BEGIN Records for this exercise
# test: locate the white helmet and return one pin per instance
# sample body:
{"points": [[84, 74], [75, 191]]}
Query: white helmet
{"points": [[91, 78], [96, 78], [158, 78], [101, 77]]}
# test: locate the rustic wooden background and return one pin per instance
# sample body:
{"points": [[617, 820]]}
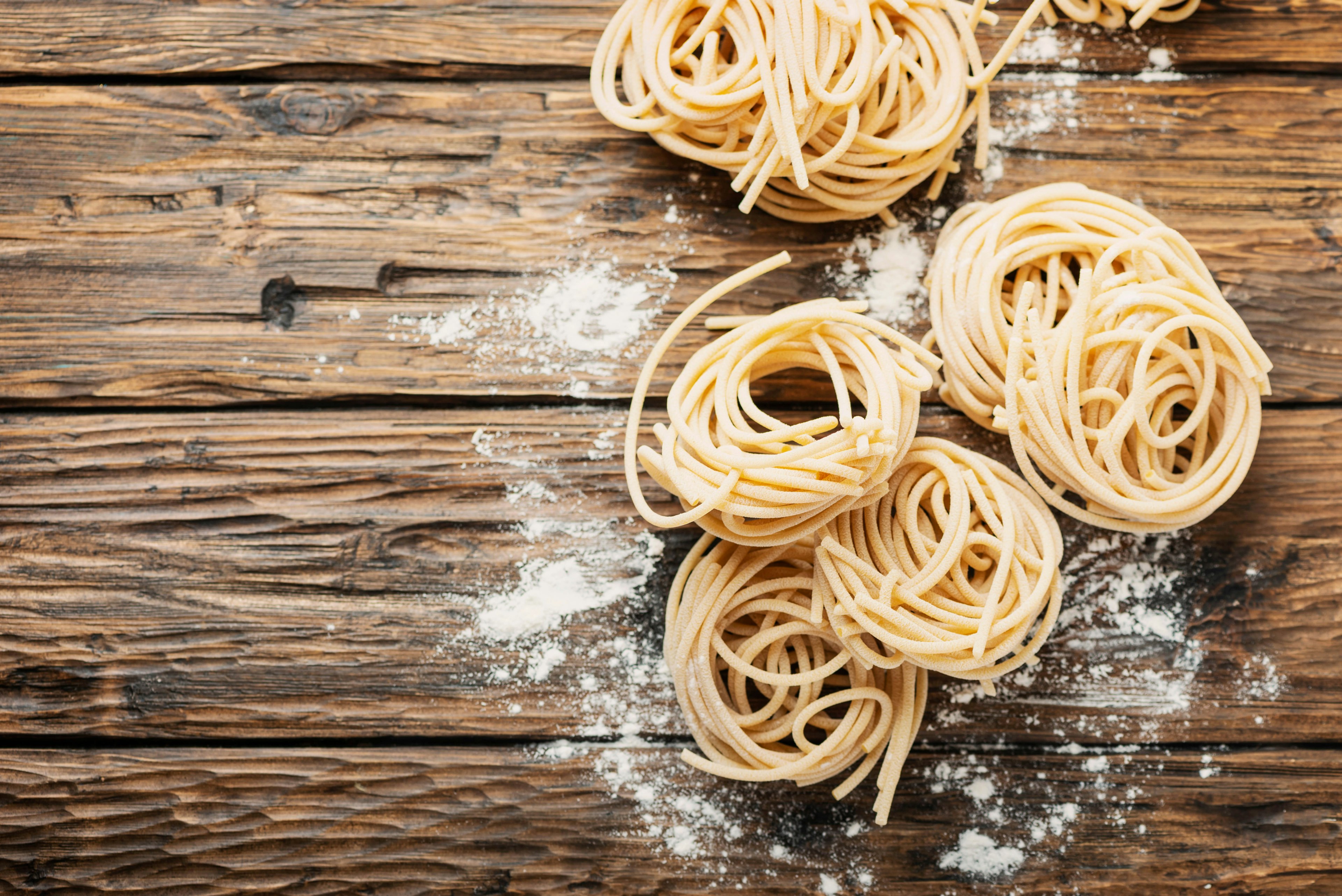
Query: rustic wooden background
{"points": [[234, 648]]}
END Records for this exercise
* Stated goal
Leave every image out, and retype the material exactly.

* Task output
# test: locate the white helmet and return one pin per instance
# sample body:
{"points": [[84, 74], [75, 191]]}
Query: white helmet
{"points": [[91, 78], [96, 78], [158, 78], [101, 77]]}
# test: locate the rustic wooden background and return one pin per instance
# sample body:
{"points": [[617, 820]]}
Query: rustic wooden background
{"points": [[234, 648]]}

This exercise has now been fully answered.